» PARTS OF THE EXERCISE
(a) In the piece on New York's saints, which saint is named as the patron saint of anesthetists?
(b) Pick up the piece on New York's saints after its last sentence and carry it further.

» EXCERPTED TEXT
------------------------------------

From the In My Backyard Desk…an observation, from Lawrence Downes in the New York Times:
When Pope Benedict XVI canonizes seven Catholic saints in Rome next Sunday, two Americans will be among them, bringing the total of American saints to an even dozen. That may seem surprisingly few after 500 years of Christianity in the New World, but the United States is still a relative newcomer in the Catholic Church, and these things take time.
What’s more remarkable, even astounding, is that seven of the 12 are New Yorkers — either native-born or with some other strong connection to the state, including the two newest, Kateri Tekakwitha and Marianne Cope.
Pennsylvania and Hawaii have two saints each. Indiana has one. For whatever reason — whether it’s something in the water or blowing down from French Canada, or welling up in the alluvial soil — New York is on its way to an All-Saints baseball team. It’s even more impressive when you add the players in the pipeline, like Dorothy Day, Pierre Toussaint, Cardinal Terence Cooke and Archbishop Fulton Sheen. You could even add Thomas Merton, who is not on the saint track yet but is thought by many to be on deck. (Yes, his monastery was in Kentucky, but he’s a son of Queens, Greenwich Village and Columbia University.)
…New York’s first three saints, Jesuit missionaries in the 1640s, did it the hard way. Isaac Jogues’s flesh was torn from his body by Mohawks. Jean de la Lande was tomahawked. So was René Goupil, with a blow to the head; today he is the patron saint of anesthetists. (Catholic worship can be literal like that; my namesake saint, roasted on a griddle, is the patron of short-order cooks).

------------------------------------

» DATASET CONTENT
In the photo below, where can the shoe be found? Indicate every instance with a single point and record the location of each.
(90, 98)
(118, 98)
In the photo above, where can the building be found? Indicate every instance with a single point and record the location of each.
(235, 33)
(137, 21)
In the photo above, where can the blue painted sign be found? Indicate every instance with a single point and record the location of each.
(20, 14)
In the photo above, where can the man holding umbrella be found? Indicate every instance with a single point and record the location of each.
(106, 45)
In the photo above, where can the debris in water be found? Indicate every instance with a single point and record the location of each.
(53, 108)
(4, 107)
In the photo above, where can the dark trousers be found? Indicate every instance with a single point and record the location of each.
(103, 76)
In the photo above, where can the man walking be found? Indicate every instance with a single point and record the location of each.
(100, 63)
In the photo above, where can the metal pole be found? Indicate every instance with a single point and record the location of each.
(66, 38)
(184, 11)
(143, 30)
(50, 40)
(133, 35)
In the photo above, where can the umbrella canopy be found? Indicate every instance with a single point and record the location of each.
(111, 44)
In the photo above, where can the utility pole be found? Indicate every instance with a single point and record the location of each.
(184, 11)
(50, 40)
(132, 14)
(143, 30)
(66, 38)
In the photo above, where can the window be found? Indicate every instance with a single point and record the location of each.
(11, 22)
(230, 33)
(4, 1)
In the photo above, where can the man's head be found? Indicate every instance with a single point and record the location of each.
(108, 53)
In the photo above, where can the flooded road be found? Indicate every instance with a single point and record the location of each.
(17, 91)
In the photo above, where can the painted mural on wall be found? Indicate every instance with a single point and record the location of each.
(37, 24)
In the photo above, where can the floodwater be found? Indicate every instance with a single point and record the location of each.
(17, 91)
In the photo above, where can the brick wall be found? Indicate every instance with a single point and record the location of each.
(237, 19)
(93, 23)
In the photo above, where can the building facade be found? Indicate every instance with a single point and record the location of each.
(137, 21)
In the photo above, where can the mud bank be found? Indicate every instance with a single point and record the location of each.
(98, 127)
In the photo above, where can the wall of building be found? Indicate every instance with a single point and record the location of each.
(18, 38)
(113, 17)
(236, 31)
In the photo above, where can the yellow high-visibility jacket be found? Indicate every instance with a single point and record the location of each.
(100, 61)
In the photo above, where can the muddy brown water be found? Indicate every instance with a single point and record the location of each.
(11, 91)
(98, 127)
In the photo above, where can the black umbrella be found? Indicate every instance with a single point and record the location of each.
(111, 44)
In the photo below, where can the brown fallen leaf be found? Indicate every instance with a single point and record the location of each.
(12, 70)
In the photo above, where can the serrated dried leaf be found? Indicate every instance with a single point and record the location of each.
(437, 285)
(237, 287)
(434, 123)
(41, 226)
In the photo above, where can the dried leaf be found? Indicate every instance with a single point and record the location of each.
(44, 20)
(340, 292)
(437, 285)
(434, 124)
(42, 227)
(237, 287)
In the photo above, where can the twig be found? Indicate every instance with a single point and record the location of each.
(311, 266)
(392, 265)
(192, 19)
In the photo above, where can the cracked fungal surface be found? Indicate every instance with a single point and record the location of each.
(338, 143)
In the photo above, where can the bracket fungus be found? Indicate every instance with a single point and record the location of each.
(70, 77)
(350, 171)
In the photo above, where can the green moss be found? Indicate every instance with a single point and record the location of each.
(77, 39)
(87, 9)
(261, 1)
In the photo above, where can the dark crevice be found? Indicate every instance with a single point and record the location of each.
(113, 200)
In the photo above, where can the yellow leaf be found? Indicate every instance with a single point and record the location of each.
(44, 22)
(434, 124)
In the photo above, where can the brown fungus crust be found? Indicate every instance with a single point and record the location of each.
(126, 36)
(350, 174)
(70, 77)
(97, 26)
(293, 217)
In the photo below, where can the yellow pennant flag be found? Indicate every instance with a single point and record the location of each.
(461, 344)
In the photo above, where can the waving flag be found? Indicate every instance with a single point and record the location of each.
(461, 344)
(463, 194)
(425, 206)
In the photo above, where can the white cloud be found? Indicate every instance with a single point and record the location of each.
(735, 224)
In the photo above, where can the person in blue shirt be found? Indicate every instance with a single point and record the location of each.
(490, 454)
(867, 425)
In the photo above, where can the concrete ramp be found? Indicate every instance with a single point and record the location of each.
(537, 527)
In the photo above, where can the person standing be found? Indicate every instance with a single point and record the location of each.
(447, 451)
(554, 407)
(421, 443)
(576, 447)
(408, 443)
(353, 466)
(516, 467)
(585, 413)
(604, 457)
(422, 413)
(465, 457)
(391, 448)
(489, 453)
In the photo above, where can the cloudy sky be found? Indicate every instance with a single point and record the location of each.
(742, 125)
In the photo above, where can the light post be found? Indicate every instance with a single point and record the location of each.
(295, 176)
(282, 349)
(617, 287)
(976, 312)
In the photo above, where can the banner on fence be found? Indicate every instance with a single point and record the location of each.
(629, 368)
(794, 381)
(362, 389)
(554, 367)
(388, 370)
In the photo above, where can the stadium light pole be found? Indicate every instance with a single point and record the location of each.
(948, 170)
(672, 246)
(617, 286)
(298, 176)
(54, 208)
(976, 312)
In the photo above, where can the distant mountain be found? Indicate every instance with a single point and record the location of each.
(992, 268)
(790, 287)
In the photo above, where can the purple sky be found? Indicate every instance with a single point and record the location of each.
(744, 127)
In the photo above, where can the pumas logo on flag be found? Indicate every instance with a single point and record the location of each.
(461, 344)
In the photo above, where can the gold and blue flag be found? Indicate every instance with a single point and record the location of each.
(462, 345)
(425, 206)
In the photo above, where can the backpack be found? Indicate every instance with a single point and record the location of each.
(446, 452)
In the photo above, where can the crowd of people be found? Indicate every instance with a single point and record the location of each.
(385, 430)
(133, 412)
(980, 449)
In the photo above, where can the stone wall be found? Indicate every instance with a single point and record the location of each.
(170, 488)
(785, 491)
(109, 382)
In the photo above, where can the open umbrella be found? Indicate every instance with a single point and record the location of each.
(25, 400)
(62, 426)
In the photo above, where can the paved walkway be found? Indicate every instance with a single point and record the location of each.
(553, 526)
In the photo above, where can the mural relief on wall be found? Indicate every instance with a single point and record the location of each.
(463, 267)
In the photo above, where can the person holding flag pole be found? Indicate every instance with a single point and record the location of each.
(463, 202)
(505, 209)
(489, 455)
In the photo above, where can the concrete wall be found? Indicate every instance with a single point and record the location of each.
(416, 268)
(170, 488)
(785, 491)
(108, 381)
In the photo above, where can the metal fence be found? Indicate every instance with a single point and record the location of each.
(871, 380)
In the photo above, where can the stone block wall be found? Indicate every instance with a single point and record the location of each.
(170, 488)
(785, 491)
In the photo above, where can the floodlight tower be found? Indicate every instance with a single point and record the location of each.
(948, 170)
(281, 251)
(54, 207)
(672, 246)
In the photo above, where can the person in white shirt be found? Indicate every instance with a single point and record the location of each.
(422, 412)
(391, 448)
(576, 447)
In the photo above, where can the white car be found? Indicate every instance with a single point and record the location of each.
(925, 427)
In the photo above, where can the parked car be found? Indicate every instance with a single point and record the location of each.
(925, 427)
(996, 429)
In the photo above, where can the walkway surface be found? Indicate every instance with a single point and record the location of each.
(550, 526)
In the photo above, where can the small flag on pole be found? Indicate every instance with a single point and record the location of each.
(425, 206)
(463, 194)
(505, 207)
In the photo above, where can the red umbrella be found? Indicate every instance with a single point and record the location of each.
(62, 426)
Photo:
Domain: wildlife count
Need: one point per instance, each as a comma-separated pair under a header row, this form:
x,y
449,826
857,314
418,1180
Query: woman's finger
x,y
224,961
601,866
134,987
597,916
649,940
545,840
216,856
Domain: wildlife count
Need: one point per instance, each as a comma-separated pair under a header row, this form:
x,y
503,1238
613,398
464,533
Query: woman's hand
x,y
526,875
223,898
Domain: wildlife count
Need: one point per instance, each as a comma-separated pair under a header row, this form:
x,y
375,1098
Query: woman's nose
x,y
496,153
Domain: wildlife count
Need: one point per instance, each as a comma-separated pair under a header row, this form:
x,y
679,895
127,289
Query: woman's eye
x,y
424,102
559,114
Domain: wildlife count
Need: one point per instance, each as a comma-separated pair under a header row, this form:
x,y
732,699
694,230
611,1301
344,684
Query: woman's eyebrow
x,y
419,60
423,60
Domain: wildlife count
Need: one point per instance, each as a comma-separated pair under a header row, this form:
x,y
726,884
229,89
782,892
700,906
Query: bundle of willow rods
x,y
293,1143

------------------------------------

» TASK-BY-TASK ANSWERS
(a) René Goupil

(b)
The more recent saints led more sedate but no less accomplished lives. Elizabeth Ann Seton was born in New York City in 1774 and founded the Sisters of Charity, the first American order of religious sisters. Frances Cabrini worked with sick, hungry and orphaned Italian immigrants in New York in the 1890s.
Kateri Tekakwitha was a Mohawk from Auriesville, N.Y., who converted to Catholicism in 1676 and led a life of piety. Marianne Cope was a Catholic sister and hospital administrator. She worked with leprosy patients in Molokai, Hawaii, where she died in 1918. Hawaii claims her, but I’m counting her a New Yorker because she was raised in Utica and her order, the Sisters of St. Francis, is based in Syracuse, where her shrine is. The sisters pushed hard for Marianne’s cause, to the point of having her remains dug up on Molokai and taken back to Syracuse. This broke hearts in Hawaii, but the sisters’ New Yorky attitude was: you gotta do what you gotta do.